• [SHORT PROBLEM] Copy out every line of the records below, word for word, from the first to the last, and leave the pictures out.

Stored data:
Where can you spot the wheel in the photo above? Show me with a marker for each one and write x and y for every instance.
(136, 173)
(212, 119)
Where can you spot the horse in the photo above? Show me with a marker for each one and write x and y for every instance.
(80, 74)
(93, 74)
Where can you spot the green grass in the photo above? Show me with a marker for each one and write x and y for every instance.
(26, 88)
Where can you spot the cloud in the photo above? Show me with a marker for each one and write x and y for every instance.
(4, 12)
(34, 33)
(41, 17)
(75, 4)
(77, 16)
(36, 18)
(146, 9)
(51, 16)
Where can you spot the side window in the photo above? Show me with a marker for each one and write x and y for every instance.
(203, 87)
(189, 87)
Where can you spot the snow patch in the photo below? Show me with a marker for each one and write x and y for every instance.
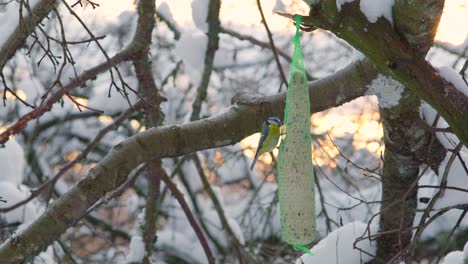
(454, 257)
(137, 250)
(12, 162)
(338, 246)
(191, 49)
(200, 13)
(12, 194)
(9, 16)
(373, 9)
(387, 90)
(339, 3)
(165, 11)
(453, 77)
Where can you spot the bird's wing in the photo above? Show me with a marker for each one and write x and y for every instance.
(265, 131)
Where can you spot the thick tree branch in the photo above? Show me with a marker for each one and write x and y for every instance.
(240, 120)
(401, 62)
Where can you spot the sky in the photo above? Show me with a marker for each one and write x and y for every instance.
(451, 27)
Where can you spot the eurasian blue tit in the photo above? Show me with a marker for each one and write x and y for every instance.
(270, 136)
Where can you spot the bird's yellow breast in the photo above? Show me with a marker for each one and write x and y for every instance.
(271, 139)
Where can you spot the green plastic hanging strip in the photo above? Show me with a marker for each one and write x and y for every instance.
(296, 185)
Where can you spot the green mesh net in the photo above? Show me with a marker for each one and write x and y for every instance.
(295, 169)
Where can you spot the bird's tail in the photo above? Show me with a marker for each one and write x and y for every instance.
(253, 163)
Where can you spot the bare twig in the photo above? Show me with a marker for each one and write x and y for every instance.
(272, 43)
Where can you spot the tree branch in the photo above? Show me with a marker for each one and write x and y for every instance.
(243, 118)
(401, 61)
(17, 39)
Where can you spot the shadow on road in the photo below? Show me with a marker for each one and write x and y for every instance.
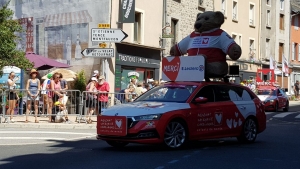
(94, 154)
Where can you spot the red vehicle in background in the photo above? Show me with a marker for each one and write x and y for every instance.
(273, 97)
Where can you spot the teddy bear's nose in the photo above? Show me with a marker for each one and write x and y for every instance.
(198, 25)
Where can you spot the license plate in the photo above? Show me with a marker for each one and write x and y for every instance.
(112, 125)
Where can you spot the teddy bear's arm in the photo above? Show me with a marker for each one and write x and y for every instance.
(180, 48)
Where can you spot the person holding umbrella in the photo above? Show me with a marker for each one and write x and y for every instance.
(32, 87)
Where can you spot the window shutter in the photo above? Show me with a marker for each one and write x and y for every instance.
(293, 51)
(296, 22)
(298, 52)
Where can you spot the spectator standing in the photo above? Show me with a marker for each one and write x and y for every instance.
(45, 91)
(91, 100)
(33, 85)
(124, 95)
(139, 89)
(103, 88)
(55, 93)
(12, 96)
(296, 89)
(63, 82)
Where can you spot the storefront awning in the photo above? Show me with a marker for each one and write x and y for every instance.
(67, 18)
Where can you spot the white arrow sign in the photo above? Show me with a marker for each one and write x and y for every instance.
(98, 52)
(108, 35)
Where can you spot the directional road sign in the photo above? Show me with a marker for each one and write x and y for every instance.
(98, 52)
(108, 35)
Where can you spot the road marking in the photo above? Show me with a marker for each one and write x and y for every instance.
(174, 161)
(186, 156)
(31, 138)
(281, 115)
(160, 167)
(42, 132)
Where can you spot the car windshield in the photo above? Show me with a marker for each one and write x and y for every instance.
(266, 92)
(168, 93)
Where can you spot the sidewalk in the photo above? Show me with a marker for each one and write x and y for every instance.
(43, 123)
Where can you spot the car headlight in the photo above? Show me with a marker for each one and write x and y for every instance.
(147, 117)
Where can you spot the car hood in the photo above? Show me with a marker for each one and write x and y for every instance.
(266, 97)
(143, 108)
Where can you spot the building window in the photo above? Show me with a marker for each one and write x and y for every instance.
(251, 49)
(281, 4)
(174, 30)
(294, 49)
(267, 48)
(268, 17)
(234, 37)
(234, 10)
(281, 51)
(223, 10)
(281, 22)
(240, 40)
(200, 2)
(298, 52)
(296, 22)
(251, 14)
(137, 28)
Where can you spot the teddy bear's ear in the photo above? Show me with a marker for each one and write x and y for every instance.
(219, 18)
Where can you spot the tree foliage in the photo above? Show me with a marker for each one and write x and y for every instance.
(9, 55)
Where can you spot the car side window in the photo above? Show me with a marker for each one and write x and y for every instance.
(240, 94)
(221, 93)
(206, 92)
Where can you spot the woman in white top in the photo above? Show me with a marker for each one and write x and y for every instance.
(12, 96)
(33, 85)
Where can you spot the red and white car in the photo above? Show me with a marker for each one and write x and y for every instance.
(273, 98)
(180, 111)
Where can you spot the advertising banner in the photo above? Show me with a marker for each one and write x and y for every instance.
(183, 68)
(127, 11)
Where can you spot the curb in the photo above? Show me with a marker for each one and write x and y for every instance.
(50, 126)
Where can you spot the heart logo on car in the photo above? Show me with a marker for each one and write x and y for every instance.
(171, 67)
(119, 123)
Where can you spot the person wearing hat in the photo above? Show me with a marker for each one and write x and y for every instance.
(12, 96)
(103, 88)
(96, 74)
(44, 91)
(32, 88)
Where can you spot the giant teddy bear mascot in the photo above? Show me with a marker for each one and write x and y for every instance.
(212, 42)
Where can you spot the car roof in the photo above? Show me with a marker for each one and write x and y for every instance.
(203, 83)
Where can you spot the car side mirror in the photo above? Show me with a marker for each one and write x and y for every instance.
(201, 100)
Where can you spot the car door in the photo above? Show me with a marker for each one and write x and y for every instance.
(224, 96)
(281, 98)
(201, 119)
(244, 106)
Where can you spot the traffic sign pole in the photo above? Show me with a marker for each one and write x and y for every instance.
(108, 35)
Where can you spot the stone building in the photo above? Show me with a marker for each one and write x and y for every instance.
(178, 19)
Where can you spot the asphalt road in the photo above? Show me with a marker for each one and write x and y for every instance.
(277, 147)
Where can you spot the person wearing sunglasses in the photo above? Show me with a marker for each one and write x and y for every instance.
(12, 96)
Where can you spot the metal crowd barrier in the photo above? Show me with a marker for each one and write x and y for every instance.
(68, 104)
(84, 105)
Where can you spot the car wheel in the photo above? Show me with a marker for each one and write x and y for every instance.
(276, 107)
(118, 144)
(249, 131)
(175, 134)
(287, 106)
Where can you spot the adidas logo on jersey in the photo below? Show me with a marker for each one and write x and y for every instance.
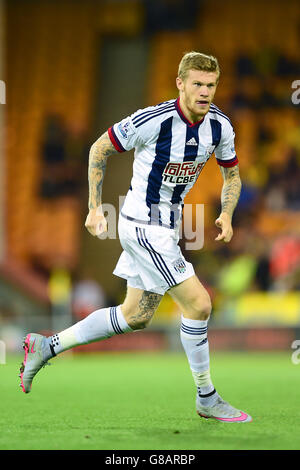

• [WRITTEN REPLY]
Where can you spot the wheel in the photo above? Show me with a marker for each one and write x and y for every instance.
(136, 173)
(212, 119)
Where can you spot the horse in the photo above? Show me with a marker for each one and write x and y for every instance.
(80, 74)
(93, 74)
Where can you spot the green grass in the photo above? Show me with a marker for each one and write x and y for every instance.
(26, 88)
Where can you spot the cloud in the photo above? Show me with a marker for each one and write x and y for every instance.
(4, 12)
(34, 33)
(41, 17)
(75, 4)
(77, 16)
(36, 18)
(146, 9)
(51, 16)
Where can you spot the side window in the photo above? Show me with a marker for each one and write x and y for every instance.
(203, 87)
(189, 87)
Where can you spot the snow patch in the photo below? Show me with a marker for each one and write x and y for every instance.
(454, 257)
(137, 250)
(12, 162)
(338, 246)
(191, 49)
(200, 13)
(12, 194)
(9, 16)
(373, 9)
(387, 90)
(339, 3)
(165, 11)
(453, 77)
Where can you spot the bird's wing in the photo above? Show me with a marker for each one and write x and y for every instance.
(265, 131)
Where can you spot the thick tree branch in the photo above? Show me with a marker for each one and write x and y for every instance.
(240, 120)
(401, 62)
Where can you spot the sky in the photo above? Show me with a marker for each one and write x and y for every instance.
(451, 27)
Where can you spot the eurasian blue tit in the photo above? Show me with a marker for each one and write x and y for every instance.
(270, 136)
Where can you spot the bird's yellow breast in the photo above? Show me with a marker for each one and write x and y for every instance.
(271, 139)
Where can you spot the green plastic hanging strip in the photo above? Show me with a marker for each one and write x and y for every instance.
(296, 185)
Where can you spot the green mesh net in the photo above? Show me with a marker for each one and write x and y for every instance.
(295, 169)
Where can you spot the bird's tail in the photo above? Show me with a marker for each one and write x and y for every instance.
(253, 163)
Where can you spot the bare twig in the photo above? Show me with a marker for each one and write x and y for every instance.
(272, 43)
Where can you spot the tree branch in the photo above? Show me with a marker for each one and write x and y for every instance.
(243, 118)
(401, 61)
(17, 39)
Where can you spot the shadow on road in the photo below? Show me with a marker for each one and write x and y for every instance.
(94, 154)
Where can you spot the red vehicle in background in the photo above? Show me with a marker for each one and write x and y for every instance.
(273, 97)
Where can you spot the teddy bear's nose in the photo above? Show me with a marker for each one and write x and y for every instance.
(198, 25)
Where can you spot the license plate in the photo above? Show me with a marker for each one and write x and y for every instance.
(112, 125)
Where can you spot the teddy bear's arm in the photo above? Show me with a marker for each one and write x and y for every instance.
(180, 48)
Where can you spot the person holding umbrella in the photo above? Show me with a marker for each one and write x and y for every instance.
(32, 87)
Where can you spot the window shutter in the photo above? Show me with a marker for each one and write x and y for every instance.
(293, 51)
(296, 22)
(298, 52)
Where can you spot the spectator standing in the photo above? Show me with a marker for each one and write x and y for every instance.
(45, 91)
(91, 100)
(33, 85)
(124, 95)
(139, 89)
(103, 88)
(55, 93)
(12, 96)
(296, 89)
(63, 82)
Where can you spot the storefront awning in the photo above? Show me with a marker for each one and write x and y for every instance.
(67, 18)
Where can you spot the white arrow sign in the photo above? Show me with a marker for each one and write x and y for every instance.
(98, 52)
(108, 35)
Where can you spot the directional road sign in the photo above? Show me with a marker for each one and write x and y for every instance.
(98, 52)
(108, 35)
Where can you spot the road marking in the photo above? Show me with a marker for each one and write x and y for every instance.
(174, 161)
(186, 156)
(31, 138)
(281, 115)
(160, 167)
(42, 132)
Where can you spot the car windshield in the photo above? Show me with a marker for each one and write x and y for every instance.
(266, 92)
(168, 93)
Where can you spot the sidewalk in the photo above? Show me with a marker for each one and write x and y for every instance.
(43, 123)
Where can you spot the car headlight in the photo above? Show me with a marker for each one and write x and y for every instance.
(147, 117)
Where can you spot the car hood in the photo above? Show me with a marker for each one and write x and y for every instance.
(266, 97)
(143, 108)
Where can you spot the building window in the photo above? Show me with a marker for each one and write x and y for every instance.
(251, 49)
(281, 4)
(174, 30)
(294, 49)
(267, 48)
(268, 17)
(234, 37)
(234, 10)
(281, 51)
(223, 10)
(281, 22)
(240, 40)
(200, 2)
(298, 52)
(296, 22)
(251, 14)
(137, 28)
Where can you spot the teddy bear's ear in the photo above? Show me with a marker for each one and write x and y for every instance.
(219, 18)
Where can you spot the tree foliage in the photo above? Show me with a marker for each one and write x and y for every instance.
(9, 55)
Where can you spot the car side window in the photo above? Show me with a marker for each one and write x and y for every instance.
(240, 94)
(221, 93)
(206, 92)
Where can you spot the woman in white top in the photo above? Show me with a marker for each one and write x and y for every instance.
(12, 96)
(33, 85)
Where can you spot the red and white car in the photo above? Show me with a marker for each one and write x and y for every instance.
(273, 98)
(180, 111)
Where can you spot the advertising banner in the photo above? Show me with a marker for each one and write x and y for every instance.
(183, 68)
(127, 11)
Where can you spot the curb in the photo above? Show me with a marker for each one and write x and y for every instance.
(50, 126)
Where can you spot the heart logo on car in the photo above? Show me with a marker for each one and write x and y for every instance.
(171, 67)
(119, 123)
Where can you spot the person wearing hat in the photo above? Show me with a marker for each one and write x and y for every instance.
(12, 96)
(103, 88)
(96, 74)
(44, 91)
(32, 88)
Where can you spot the giant teddy bear mascot in the photo above? Show me with a marker for each one and write x and y for every instance.
(212, 42)
Where can you spot the car roof in the photo above? Show me with a marker for each one and write x and y for every instance.
(203, 83)
Where can you spot the car side mirror in the photo above? Show me with a marker for each one and write x and y for every instance.
(201, 100)
Where can you spot the car door in the photo above? Show me with a marker for each one and write x and y for every instance.
(224, 96)
(281, 98)
(201, 119)
(244, 106)
Where can you spot the traffic sign pole in the photo above? Show me with a marker for each one and write x and y for every instance.
(108, 35)
Where can you spot the stone building in the photo above? Show me with a marker for each one and write x and y for every instance.
(178, 19)
Where can you spot the asphalt road in the photo above? Show me with a marker for each one and write x and y for every instance.
(277, 147)
Where can you spot the person wearing sunglasses in the photo above? Show me with a marker for each one and write x and y for every instance.
(12, 96)
Where can you spot the metal crowd barrier in the photo above? Show me with a marker for each one and write x and y for every instance.
(68, 104)
(84, 105)
Where can you spot the car wheel in the photo above? Show me with a marker for each one and write x and y for every instance.
(276, 107)
(118, 144)
(249, 131)
(175, 134)
(287, 106)
Where can you spot the adidas logo on jersey in the photo below? Show me with a marker for each one and write x and y for every instance.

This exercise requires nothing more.